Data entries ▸
*** Begin section ***

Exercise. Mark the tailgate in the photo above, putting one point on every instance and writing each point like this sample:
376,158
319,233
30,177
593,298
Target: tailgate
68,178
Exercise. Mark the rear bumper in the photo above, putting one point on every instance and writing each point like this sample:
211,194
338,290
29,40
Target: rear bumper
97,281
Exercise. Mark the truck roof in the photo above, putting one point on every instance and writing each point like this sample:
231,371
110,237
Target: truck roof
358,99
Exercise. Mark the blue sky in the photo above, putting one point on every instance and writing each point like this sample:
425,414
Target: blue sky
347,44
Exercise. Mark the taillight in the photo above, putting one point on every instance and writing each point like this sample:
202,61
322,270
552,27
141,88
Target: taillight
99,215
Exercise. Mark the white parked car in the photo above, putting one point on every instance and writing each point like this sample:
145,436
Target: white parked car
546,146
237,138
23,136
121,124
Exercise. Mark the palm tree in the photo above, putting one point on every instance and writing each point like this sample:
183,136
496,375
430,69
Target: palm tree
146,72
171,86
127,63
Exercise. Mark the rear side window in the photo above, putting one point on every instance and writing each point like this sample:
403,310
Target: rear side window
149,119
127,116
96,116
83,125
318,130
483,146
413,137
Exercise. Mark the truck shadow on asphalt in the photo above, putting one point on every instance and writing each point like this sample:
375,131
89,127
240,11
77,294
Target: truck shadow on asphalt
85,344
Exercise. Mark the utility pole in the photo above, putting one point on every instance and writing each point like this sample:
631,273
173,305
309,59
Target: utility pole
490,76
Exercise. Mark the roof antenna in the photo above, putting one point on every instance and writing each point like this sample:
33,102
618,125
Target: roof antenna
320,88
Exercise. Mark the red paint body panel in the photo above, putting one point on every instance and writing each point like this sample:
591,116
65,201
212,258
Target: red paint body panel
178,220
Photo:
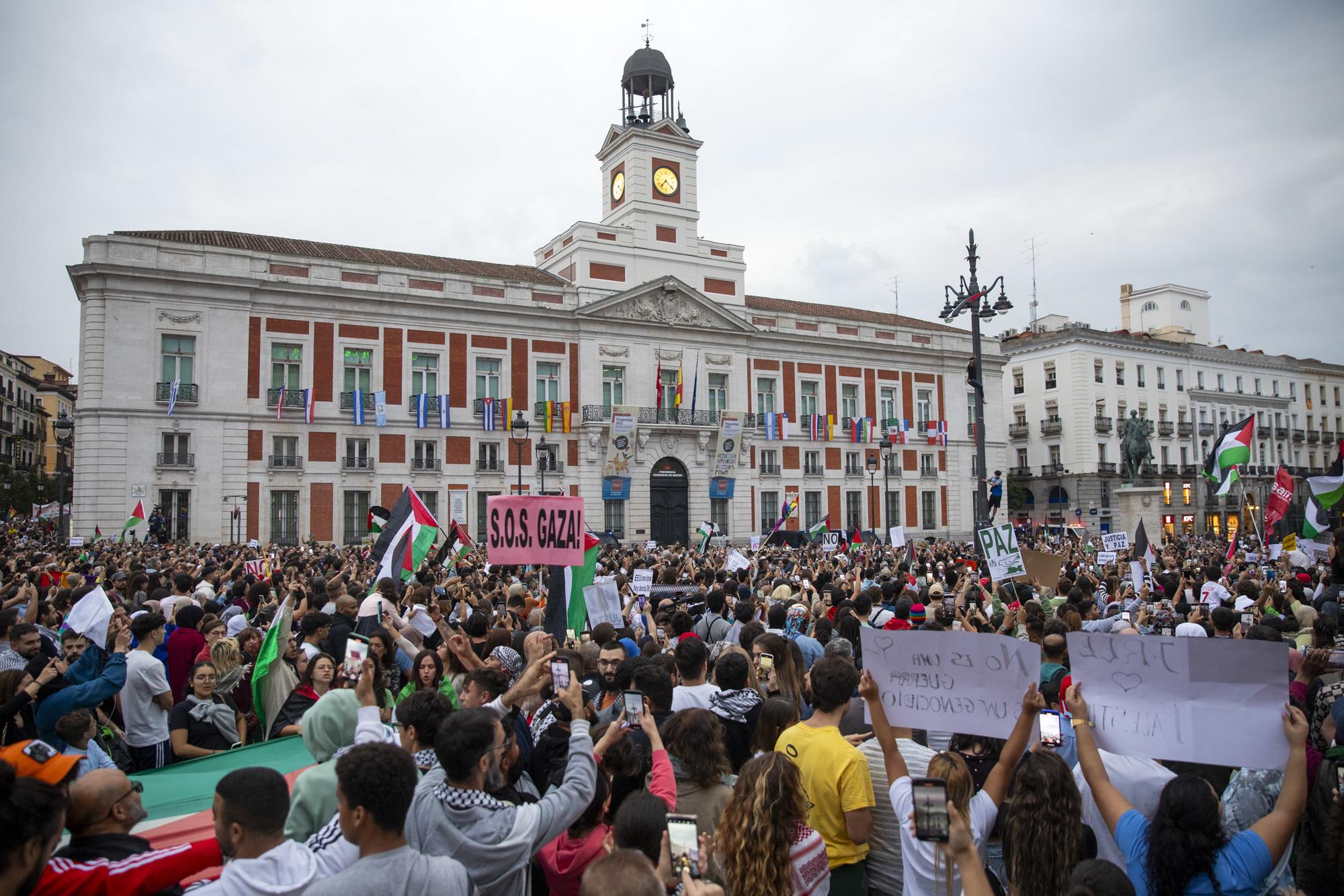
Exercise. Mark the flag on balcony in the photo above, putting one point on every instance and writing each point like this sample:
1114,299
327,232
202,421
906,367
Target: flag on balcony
1232,449
138,517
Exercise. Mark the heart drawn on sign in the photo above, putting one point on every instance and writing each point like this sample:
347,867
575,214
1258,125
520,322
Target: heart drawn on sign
1127,682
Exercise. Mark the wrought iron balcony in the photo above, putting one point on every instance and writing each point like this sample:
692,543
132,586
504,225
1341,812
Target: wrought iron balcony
187,393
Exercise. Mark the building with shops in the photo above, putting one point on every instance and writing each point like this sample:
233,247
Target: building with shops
628,310
1069,385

*** End section ***

Retype the whole of the data verbatim. Skip every picture.

SOLUTION TO THIS EXERCISE ▸
Exercise. Mark the tailgate in the photo above, putting one point on every instance and writing each point like this sample:
376,158
319,233
30,177
593,298
Target: tailgate
68,178
Exercise. Mark the rear bumper in the photo above, putting one point on every instance and writing each point like this sample:
211,194
338,290
29,40
Target: rear bumper
97,281
Exercise. Mark the truck roof in the photo above, putting one point on every instance and writing each point like this sample:
231,371
110,237
Target: truck roof
358,99
Exercise. Mark the blue sky in the photo above, putting one point on every instance and writing each point like this sample:
425,414
Target: blue sky
347,44
Exercise. Mark the taillight in the photo above, putting one point on every instance and writing each point like this sample:
202,61
322,270
552,27
141,88
Target: taillight
99,215
Exercise. Mark the white parked car in the photo above, putting one point on every instance and writing each point like this sample:
145,436
Target: white parked car
546,146
237,138
23,136
121,124
Exercise. Mark the palm tree in the photo above, putting one point on every instance and writing each point like this sample:
183,136
496,375
430,69
Target: palm tree
146,72
171,86
127,63
Exercise. Mark the rear side window in the photo above, putting one point on every instance and writing each point like this sample:
403,310
Target: rear side window
149,119
127,116
96,116
83,125
318,130
483,146
413,137
Exercise. Mark the truck shadow on asphalt in the photo above, putting one point on every instance and writing each point like this sample:
375,131
89,127
240,11
77,294
Target: truck shadow on asphalt
85,344
Exercise. Mark the utility pole in the photo above, putting one point on every instance and writing each point like this sample:
631,273
173,305
309,59
Target: utility pole
490,76
Exercise. Mark the roof antenna in the photo above, putting one point on every instance and writing each point like this sample:
33,102
618,125
Target: roof antenna
320,88
Exercise. Mark the red paint body panel in the photo above, putting one point on every instance and writing each point like this sample:
591,116
65,201
212,258
Target: red paint body panel
178,220
Photo:
Exercise. Mark the flag on balcony in the photo above, putting one point on every instance and writing each point like this sample:
1114,299
327,232
202,421
906,367
Target: flag on balcony
1232,449
138,517
Exercise. Mark the heart drawn on sign in the photo above, putting one point on every instance and writing each point like this sample:
347,867
575,214
1258,125
520,322
Target: heart drawn on sign
1127,682
Exercise. Mark the wrought iron balcony in the photo above, putting one point on every instance and writing each point like this sample:
692,543
132,586
504,225
1341,812
Target: wrought iron balcony
187,393
Exercise. Mark the building with shops in the photo above, putting one point on every instance and writing each point like this sample:
233,247
Target: building with shops
628,310
1069,385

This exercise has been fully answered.